→ WORK REQUEST:
Can you print the data exactly and leave out each image?

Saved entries
------------
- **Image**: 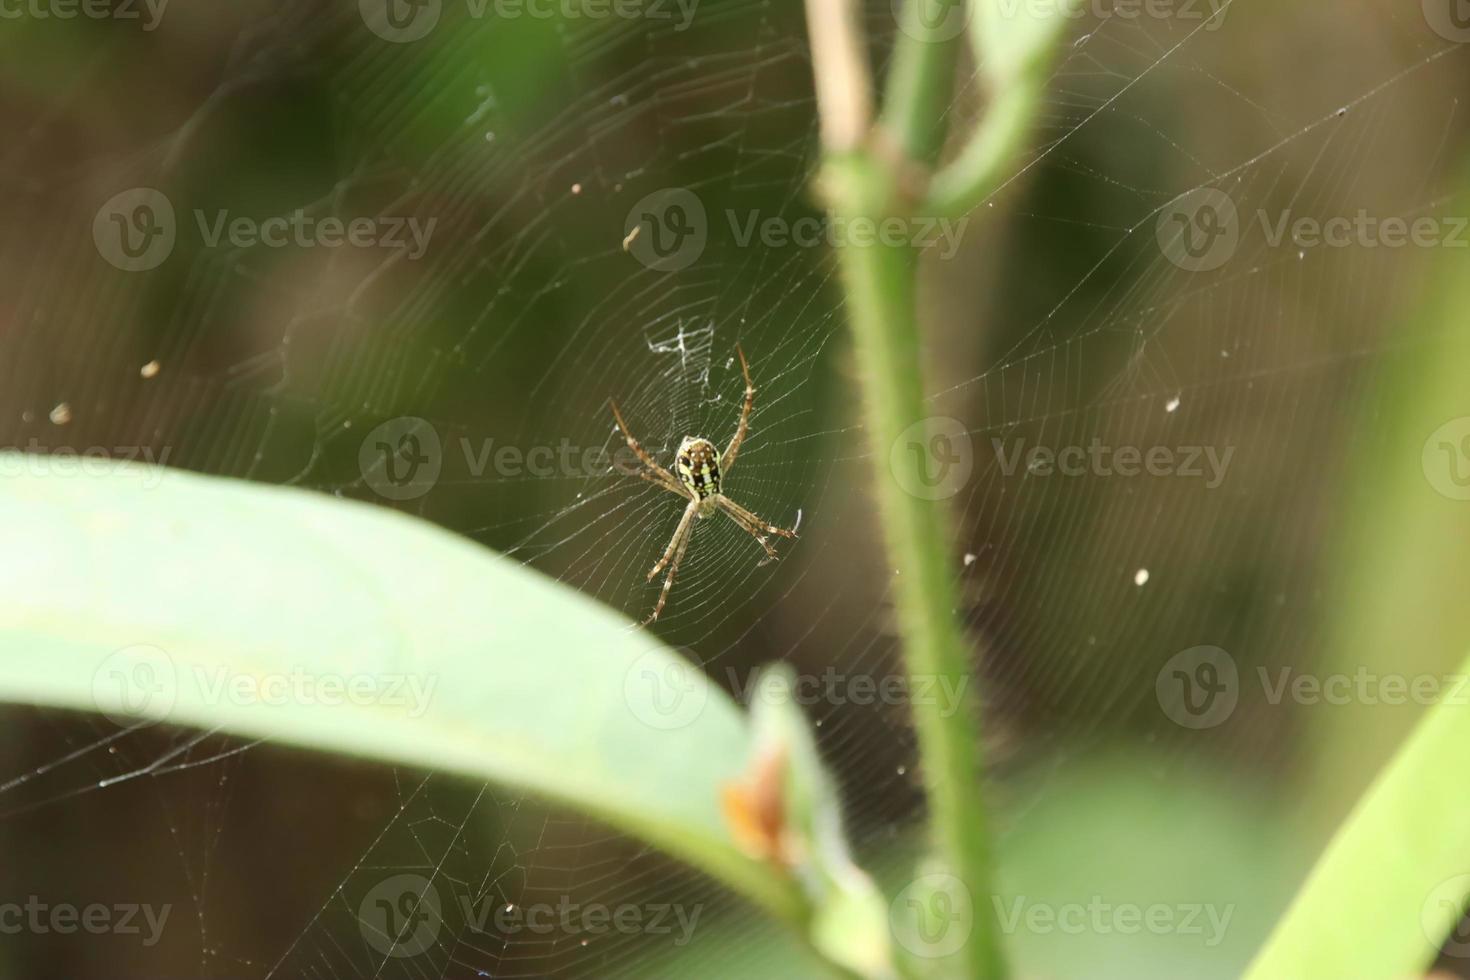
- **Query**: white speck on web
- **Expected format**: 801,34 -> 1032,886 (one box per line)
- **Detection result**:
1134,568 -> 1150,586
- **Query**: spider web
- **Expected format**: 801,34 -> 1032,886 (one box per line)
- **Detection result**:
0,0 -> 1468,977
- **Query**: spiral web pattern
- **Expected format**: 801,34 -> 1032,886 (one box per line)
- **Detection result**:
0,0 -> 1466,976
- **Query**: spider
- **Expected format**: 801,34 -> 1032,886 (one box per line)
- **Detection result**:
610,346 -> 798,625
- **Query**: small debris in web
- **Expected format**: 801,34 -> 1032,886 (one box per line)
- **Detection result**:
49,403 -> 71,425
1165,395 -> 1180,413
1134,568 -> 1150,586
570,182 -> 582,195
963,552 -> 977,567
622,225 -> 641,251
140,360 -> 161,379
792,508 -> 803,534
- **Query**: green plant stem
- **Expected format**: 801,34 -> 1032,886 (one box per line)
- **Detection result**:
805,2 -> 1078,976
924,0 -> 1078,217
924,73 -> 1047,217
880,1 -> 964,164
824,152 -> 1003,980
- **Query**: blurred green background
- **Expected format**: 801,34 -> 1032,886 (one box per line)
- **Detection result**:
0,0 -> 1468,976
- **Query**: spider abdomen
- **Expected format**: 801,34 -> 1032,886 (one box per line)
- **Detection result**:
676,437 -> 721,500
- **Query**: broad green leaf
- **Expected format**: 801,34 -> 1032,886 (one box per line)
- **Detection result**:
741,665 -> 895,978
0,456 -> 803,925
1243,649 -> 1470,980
------------
→ EXERCISE OUTPUT:
- **Image**: 
- **Query**: white speck on web
- **Expected format**: 801,34 -> 1032,886 (one box per line)
- **Detection result**:
1134,568 -> 1150,586
- **Query**: spider web
- **Expected format**: 801,34 -> 1032,886 (one box per line)
- **Detection result**:
0,0 -> 1468,977
- **Query**: spiral web pattern
- **Expected format**: 801,34 -> 1032,886 (one box per line)
- **Detection result**:
0,0 -> 1466,976
- **Query**: spider
- **Expected format**: 801,34 -> 1032,886 (one box per line)
- **Detection result**:
610,346 -> 798,625
- **Query**: small debris in web
- **Expected format**: 801,34 -> 1032,886 (one box per line)
- **Detection result**:
49,403 -> 71,425
1165,395 -> 1180,413
1134,568 -> 1150,586
570,182 -> 582,195
963,552 -> 977,567
622,225 -> 641,251
140,360 -> 161,379
792,508 -> 803,534
- **Query**: green plant stem
- **Expected format**: 801,34 -> 1032,886 (one box per line)
- **Detection result**:
805,2 -> 1078,976
924,0 -> 1078,217
924,73 -> 1047,217
880,1 -> 964,164
824,152 -> 1003,980
- **Query**: blurred green background
- **Expected format**: 801,34 -> 1032,886 (one box per line)
- **Detection result**:
0,0 -> 1468,976
- **Query**: spider abdomen
- **Expected format**: 801,34 -> 1032,886 (one box per line)
- **Detection result**:
676,437 -> 721,500
- **Query**: broad green leaf
- **Expected format**: 801,34 -> 1032,886 (one box per line)
- **Detection result**:
741,665 -> 895,978
0,456 -> 803,925
1243,649 -> 1470,980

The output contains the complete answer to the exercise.